### TASK DESCRIPTION:
How many lines of the records below contain the word "correct" with its case matched? Reply with the number alone.

### TASK MATERIAL:
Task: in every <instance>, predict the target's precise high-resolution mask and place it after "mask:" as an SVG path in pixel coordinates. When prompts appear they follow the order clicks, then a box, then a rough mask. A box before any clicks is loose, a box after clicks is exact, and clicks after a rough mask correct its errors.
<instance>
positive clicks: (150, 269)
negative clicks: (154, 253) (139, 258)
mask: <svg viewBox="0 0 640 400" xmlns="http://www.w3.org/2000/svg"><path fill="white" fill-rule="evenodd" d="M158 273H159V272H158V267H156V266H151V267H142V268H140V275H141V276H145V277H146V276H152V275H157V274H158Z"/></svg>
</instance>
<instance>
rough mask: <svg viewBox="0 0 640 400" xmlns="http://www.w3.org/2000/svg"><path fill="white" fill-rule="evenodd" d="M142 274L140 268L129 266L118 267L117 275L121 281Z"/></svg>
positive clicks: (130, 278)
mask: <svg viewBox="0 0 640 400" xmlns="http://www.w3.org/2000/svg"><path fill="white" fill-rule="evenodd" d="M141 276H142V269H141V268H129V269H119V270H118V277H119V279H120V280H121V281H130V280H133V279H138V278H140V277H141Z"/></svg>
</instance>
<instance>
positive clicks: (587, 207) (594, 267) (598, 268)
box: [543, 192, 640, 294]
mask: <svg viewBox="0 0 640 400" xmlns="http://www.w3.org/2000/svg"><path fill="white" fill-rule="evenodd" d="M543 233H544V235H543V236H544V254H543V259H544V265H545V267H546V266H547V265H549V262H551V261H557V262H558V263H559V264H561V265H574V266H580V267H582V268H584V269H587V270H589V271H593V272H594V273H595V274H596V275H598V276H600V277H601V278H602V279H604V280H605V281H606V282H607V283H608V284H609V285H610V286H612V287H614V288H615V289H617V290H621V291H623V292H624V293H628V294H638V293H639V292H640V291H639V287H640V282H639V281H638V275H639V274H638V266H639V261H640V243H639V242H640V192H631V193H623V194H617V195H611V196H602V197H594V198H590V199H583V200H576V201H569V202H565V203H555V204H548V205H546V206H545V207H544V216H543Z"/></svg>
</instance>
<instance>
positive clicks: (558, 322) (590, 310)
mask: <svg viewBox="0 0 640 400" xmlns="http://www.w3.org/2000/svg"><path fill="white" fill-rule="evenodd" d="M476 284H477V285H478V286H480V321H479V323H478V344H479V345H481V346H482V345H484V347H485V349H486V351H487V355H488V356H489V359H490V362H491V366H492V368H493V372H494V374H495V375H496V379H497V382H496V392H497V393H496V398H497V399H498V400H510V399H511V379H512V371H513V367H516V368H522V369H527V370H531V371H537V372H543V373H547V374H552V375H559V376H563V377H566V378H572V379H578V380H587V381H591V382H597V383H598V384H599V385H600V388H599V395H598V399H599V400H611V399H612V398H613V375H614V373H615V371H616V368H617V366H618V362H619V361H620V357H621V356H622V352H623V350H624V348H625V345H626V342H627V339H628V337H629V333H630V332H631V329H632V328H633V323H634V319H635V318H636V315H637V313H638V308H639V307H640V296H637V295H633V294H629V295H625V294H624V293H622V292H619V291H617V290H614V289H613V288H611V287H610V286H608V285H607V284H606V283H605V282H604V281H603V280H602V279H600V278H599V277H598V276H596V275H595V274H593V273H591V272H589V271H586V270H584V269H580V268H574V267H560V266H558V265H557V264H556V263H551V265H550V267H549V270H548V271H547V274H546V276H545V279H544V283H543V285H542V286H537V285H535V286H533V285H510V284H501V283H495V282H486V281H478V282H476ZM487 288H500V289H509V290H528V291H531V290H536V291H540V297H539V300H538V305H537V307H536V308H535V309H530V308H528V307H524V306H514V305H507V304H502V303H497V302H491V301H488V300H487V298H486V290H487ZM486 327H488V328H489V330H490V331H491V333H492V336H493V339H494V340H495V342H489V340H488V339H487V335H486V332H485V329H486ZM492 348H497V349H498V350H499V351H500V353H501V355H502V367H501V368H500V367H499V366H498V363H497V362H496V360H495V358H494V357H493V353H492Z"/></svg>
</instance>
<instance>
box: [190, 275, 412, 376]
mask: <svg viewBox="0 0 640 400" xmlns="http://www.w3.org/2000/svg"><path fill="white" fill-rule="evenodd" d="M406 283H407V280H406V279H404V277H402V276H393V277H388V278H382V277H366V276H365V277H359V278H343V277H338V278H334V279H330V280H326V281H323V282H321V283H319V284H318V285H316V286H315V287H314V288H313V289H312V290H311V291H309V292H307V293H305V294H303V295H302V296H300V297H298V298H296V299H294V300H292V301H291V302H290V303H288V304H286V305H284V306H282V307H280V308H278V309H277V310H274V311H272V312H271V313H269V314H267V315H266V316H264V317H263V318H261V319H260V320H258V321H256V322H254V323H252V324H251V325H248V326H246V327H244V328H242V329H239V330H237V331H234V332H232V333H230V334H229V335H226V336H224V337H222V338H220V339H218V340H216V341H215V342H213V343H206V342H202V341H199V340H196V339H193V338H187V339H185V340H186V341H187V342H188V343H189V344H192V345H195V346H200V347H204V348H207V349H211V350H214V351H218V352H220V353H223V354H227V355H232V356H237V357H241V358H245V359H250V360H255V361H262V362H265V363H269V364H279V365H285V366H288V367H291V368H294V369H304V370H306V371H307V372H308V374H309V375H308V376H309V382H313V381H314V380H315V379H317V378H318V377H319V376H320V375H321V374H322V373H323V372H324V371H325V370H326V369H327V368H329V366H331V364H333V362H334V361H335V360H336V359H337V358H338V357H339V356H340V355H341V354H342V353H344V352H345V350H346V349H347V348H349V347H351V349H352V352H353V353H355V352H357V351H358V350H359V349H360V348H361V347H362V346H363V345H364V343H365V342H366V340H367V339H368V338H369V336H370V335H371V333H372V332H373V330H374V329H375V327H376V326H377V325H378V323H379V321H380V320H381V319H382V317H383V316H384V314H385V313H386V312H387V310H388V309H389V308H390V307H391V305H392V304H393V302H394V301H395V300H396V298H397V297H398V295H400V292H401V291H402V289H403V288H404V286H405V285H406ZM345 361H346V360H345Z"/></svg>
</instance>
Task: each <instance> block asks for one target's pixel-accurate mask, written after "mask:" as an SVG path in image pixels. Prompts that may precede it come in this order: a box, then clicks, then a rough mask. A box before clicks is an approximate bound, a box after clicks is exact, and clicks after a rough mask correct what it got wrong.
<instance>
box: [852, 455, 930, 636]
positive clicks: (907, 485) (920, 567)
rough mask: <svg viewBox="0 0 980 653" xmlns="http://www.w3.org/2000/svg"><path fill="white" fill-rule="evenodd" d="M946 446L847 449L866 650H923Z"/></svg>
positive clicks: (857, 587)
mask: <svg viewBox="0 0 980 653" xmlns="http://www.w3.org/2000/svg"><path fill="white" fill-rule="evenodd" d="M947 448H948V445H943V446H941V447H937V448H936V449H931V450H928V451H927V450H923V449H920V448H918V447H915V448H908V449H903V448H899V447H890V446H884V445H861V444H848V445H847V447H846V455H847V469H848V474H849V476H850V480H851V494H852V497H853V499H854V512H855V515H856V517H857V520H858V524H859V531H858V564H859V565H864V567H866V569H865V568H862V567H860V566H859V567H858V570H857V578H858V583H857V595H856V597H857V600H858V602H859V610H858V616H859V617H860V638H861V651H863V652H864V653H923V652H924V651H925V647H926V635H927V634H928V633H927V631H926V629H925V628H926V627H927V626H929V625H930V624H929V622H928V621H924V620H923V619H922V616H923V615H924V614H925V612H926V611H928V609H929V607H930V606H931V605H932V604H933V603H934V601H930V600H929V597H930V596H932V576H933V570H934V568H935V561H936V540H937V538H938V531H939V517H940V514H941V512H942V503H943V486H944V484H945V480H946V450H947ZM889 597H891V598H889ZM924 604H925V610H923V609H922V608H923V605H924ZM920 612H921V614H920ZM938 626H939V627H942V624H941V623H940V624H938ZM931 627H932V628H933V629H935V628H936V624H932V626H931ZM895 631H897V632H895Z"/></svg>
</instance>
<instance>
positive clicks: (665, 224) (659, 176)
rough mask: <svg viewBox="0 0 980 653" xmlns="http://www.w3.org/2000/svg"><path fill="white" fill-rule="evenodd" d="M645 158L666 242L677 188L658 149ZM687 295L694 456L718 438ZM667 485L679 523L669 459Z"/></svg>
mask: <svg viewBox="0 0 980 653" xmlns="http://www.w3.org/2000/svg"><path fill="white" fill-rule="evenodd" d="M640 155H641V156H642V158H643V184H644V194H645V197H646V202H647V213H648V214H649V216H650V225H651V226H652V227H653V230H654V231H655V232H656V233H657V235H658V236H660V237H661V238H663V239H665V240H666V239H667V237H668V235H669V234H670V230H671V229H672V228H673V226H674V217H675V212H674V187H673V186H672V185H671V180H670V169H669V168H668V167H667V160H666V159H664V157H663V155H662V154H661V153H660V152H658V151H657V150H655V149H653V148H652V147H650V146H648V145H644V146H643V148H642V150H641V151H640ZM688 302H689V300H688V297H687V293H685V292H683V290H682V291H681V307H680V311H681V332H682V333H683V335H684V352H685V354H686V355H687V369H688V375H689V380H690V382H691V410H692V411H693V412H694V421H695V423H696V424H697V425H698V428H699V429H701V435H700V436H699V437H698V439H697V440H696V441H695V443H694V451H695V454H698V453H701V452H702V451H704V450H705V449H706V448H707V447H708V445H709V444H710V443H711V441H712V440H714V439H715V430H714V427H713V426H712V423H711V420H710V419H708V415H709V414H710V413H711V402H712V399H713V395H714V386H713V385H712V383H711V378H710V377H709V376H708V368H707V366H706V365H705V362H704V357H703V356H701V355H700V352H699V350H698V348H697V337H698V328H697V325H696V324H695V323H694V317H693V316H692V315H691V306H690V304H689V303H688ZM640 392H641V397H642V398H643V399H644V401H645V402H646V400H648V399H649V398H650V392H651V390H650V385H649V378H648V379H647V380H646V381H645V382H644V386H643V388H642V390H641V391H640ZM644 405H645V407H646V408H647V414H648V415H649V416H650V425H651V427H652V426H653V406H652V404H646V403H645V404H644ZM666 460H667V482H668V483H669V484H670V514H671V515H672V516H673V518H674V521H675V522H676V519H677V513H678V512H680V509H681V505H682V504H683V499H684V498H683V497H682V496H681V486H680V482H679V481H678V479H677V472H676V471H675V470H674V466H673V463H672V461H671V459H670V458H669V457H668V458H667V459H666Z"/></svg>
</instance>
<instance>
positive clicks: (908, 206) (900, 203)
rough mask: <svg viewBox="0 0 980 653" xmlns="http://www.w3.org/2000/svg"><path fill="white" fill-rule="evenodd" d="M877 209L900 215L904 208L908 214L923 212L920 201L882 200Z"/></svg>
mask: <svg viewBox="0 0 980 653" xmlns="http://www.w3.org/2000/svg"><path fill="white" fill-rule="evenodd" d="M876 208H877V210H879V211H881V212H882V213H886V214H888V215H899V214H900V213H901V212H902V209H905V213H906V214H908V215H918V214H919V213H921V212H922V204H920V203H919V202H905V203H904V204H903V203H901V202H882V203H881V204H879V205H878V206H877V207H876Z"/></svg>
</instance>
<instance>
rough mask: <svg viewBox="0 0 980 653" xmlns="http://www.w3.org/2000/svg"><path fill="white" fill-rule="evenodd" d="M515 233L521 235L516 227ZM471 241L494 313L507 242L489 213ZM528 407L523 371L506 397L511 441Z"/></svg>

### COMPLETED TASK:
2